WHAT YOU NEED TO DO —
A word-for-word reproduction of the data below is needed, with no pictures in it.

EXTRACTED ENTRIES —
▬▬▬▬▬▬

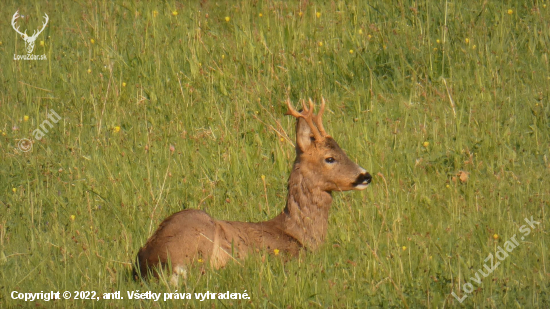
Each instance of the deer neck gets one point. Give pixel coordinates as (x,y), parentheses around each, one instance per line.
(305,216)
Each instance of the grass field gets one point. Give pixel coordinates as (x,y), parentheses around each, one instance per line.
(170,106)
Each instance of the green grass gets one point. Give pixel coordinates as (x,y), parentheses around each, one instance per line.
(419,94)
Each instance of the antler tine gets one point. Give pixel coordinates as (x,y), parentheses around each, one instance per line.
(13,19)
(318,118)
(34,35)
(291,111)
(307,115)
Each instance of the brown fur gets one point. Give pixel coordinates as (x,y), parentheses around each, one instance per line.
(190,235)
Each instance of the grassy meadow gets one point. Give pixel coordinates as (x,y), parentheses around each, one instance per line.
(167,106)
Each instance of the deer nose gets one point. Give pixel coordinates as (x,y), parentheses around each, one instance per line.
(362,180)
(367,178)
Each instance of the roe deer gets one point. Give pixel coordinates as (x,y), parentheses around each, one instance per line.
(321,167)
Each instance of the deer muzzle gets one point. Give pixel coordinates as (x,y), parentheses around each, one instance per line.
(362,180)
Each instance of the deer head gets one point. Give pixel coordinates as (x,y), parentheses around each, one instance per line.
(320,158)
(29,40)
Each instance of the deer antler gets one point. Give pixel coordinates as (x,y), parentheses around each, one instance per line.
(34,34)
(318,131)
(16,16)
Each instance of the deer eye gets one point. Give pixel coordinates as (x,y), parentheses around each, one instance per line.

▬▬▬▬▬▬

ANSWER SPACE —
Each instance of the deer neck gets one point. Give pixel coordinates as (x,y), parentheses around each, one instance per line.
(305,216)
Each instance of the grass field gets one point. Give pixel coordinates as (x,y), parentheses around each, one instance per line.
(170,106)
Each instance of the green grass gets one point. Give pixel coordinates as (x,y), parentheses around each, one instance per line.
(419,94)
Each instance of the antler tine gets one point. Give pixel coordinates as (x,y), parentheses around each, one instance per line.
(13,19)
(318,118)
(34,35)
(291,111)
(307,115)
Each instance of the brown fur gets one point. Give pixel coordinates as (x,y), parentheses around each, one instance per line.
(190,235)
Each instance of the grassy meadow gets one point. Give pixel coordinates as (x,y), parentheses around each, one instance per line.
(167,106)
Each instance of the deer nose gets one point. Give pixel coordinates as (x,y), parentheses around each, one instance per line.
(362,180)
(367,178)
Each instance of the roe deer gets one point. Give pixel coordinates as (x,y), parentheses around each, one instance per line.
(321,167)
Each instance of the deer muzzle gets one point. Give pixel coordinates as (x,y), parentheses around each, one instance per line.
(362,180)
Each instance of the deer head gets one point. Give pixel coordinates as (x,y), parentheses around each, one instance per line.
(320,158)
(29,40)
Each instance of the deer antler gets one point. Give pixel coordinates as (x,y), parentheses around each, one instance per line.
(34,34)
(318,131)
(16,16)
Each instance of the deer eye gets one point. Give pixel coordinates as (x,y), parentheses around each, one instance per line.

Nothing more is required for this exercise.